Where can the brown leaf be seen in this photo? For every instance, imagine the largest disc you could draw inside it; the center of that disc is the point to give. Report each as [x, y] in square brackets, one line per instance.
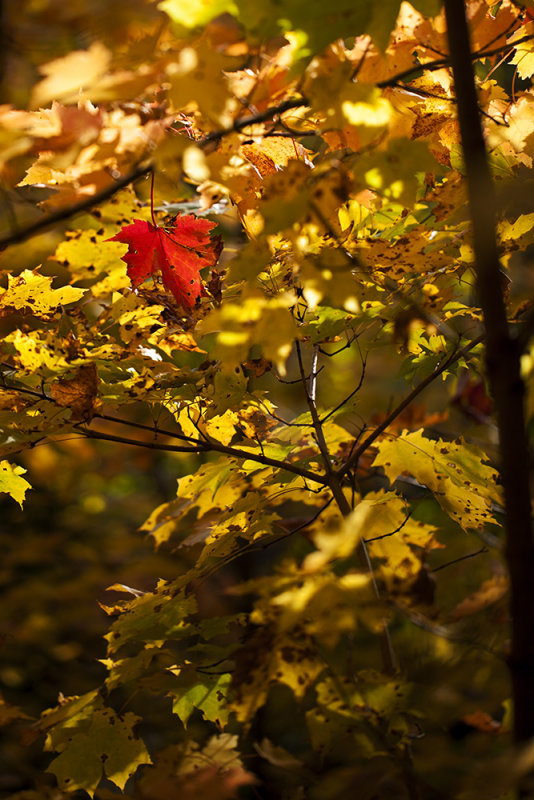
[78, 393]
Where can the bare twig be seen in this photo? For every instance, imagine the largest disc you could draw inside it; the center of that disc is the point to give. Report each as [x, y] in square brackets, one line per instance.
[456, 354]
[61, 214]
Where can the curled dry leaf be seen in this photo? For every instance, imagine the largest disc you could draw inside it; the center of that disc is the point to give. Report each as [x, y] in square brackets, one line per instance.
[78, 393]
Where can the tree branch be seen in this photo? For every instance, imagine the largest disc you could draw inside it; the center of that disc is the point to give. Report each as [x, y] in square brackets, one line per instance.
[66, 213]
[192, 445]
[503, 352]
[391, 417]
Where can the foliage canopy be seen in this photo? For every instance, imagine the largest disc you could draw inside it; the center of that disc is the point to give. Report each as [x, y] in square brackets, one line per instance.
[333, 613]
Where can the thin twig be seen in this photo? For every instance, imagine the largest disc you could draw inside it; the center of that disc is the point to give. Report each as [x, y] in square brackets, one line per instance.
[61, 214]
[392, 416]
[461, 558]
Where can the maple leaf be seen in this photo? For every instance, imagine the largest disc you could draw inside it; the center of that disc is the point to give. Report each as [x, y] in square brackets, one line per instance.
[178, 253]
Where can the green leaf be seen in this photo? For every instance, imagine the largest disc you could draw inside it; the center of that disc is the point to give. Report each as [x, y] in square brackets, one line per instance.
[208, 695]
[108, 746]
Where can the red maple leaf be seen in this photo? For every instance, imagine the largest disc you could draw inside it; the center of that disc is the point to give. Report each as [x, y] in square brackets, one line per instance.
- - - -
Copy all of the material above word for word, leaving out the pictures.

Where can the brown leaf be seen in this photo? For every instance, imagine the largest disc you could draw inside it; the center of that disc is the point to give. Report each as [x, y] in square brackets, one line per instance.
[78, 393]
Where can the bare twig be seen in this photo? For every instance, imagine the largest disc you could draw inside it; the center of that disc is the point to give. Report each as [x, y] in square brackets, one line per instance.
[456, 354]
[61, 214]
Where can the curled dry leaf be seen in this photo? For every instance, imagine the largest disc you could draw inside it; the center of that disc is the point to give. Report each as [x, y] in square brackets, one line per instance.
[78, 393]
Where can the tree branch be seen in this photo? For every instance, imagine the largest disc you could draw inside it; the center of that disc is the point to give. Report each as [x, y] in square brackets, one line per instance.
[66, 213]
[192, 445]
[503, 352]
[391, 417]
Where can the foliage canopy be seen in this photo? For every instance, imagine the largest disc you could draw inside it; the center of that disc is the point to give. Report each as [x, y] in square brackets, one line per instance.
[333, 613]
Where can the thin twig be seen in this photo? For every instance, imagine the largest disc you could draw inside it; the center of that disc is the point to give. Report each as [x, y] in square brackets, one line per instance.
[61, 214]
[392, 416]
[461, 558]
Where can the maple leaf be seen in this photo? For every instance, imagine the largest disc you could draw inside it; the center of that disc is the point to give. Report each as [x, y] in square brackets, one line per instance.
[178, 253]
Where can the green leaf be seen in this photo? For every instance, imagine the largest disc you could draw inside it; the center of that disc is the point to give. Report each as [x, y] in square brackets, one line per instance.
[208, 695]
[108, 746]
Where can the red maple leaf be seen in this photo? For every instance, imagine the largest disc you could draw inside it; the center of that disc is the point to give. Report each as [x, y] in square brackets, one line per instance.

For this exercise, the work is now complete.